Reproduce the rows below, replacing "play-diagram feed" with "floor-plan feed" at every occurrence and keeping everything else the same.

** Start of MATERIAL PROVIDED **

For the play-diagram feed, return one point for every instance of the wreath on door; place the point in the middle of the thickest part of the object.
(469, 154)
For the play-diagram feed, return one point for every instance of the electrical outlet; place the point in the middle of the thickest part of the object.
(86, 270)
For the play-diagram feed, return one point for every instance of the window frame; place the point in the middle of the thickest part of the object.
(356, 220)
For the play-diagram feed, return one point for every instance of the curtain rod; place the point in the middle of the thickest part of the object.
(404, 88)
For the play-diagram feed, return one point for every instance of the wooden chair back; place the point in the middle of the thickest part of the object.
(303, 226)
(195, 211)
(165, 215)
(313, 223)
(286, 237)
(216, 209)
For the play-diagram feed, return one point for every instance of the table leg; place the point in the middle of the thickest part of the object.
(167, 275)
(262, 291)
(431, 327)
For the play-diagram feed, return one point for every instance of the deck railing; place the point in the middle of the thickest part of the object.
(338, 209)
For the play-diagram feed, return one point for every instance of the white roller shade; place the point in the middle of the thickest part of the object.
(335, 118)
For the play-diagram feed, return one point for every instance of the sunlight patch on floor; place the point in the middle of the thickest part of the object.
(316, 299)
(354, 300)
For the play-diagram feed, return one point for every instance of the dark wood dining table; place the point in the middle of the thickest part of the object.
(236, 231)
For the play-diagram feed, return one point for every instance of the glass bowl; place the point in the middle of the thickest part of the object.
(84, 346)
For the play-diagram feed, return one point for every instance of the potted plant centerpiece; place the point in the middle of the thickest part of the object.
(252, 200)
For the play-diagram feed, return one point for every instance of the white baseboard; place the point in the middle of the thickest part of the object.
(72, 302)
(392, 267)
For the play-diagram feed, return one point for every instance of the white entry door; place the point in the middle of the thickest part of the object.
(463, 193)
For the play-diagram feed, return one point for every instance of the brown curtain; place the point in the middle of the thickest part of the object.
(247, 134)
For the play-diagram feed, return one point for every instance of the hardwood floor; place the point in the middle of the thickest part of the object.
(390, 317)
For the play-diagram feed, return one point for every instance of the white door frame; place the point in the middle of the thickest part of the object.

** End of MATERIAL PROVIDED **

WRITTEN ANSWER.
For the floor-plan feed, return one point for every instance of the wreath on door; place the point in the middle of the thickest part of the object.
(469, 154)
For the floor-plan feed, return one point for every instance of the electrical outlet; place the point in the middle of the thickest part of the object.
(86, 270)
For the floor-plan feed, return one point for every instance of the window frame; place the point in the middle of the thickest part of the object.
(356, 220)
For the floor-plan feed, return one point for every instance of the curtain rod; place the point in the middle of the thickest part of the object.
(404, 88)
For the floor-plan feed, return one point for every instance of the wooden chair back; place the point in the middle of the thickest part of the object.
(303, 226)
(195, 211)
(165, 215)
(313, 223)
(286, 237)
(216, 209)
For the floor-plan feed, return one point for every instance of the table leg; place the point in the middle of the thickest part of the object.
(167, 275)
(262, 291)
(431, 327)
For the floor-plan feed, return one point for every instance of the deck railing; place the point in the middle of the thickest part of the object.
(338, 209)
For the floor-plan feed, return one point for every instance of the white roller shade; place the point in the middle of the thickest part of the object.
(335, 118)
For the floor-plan feed, return one point for every instance of the sunlight patch on floor; place the point in the middle of the thickest part of the object.
(316, 299)
(354, 300)
For the floor-plan feed, return one point for every instance of the dark wood dining table; place the point in the middle of the thickest part of the object.
(236, 231)
For the floor-plan feed, return one point for every instance of the glass bowl; place the point in the middle of the thickest part of the object.
(84, 346)
For the floor-plan feed, return one point for every instance of the potted plant centerpiece; place the point in the middle of the thickest part of the object.
(252, 200)
For the floor-plan feed, return one point for every instance of the white baseboard; place the point in the middle of the thickest part of the object.
(72, 302)
(392, 267)
For the floor-plan feed, return one point for every instance of the white entry door; place the point in the middle of the thickest part of the object.
(463, 193)
For the floor-plan feed, return one point for every instance of the brown curtain; place the point in the middle of the thickest part of the object.
(247, 134)
For the floor-plan feed, return one point for every instance of the hardwood floor; place the point in the middle of the thickest part of the object.
(390, 317)
For the floor-plan feed, return one point for every instance of the white door frame; place the point in the middle of the thickest part of the object.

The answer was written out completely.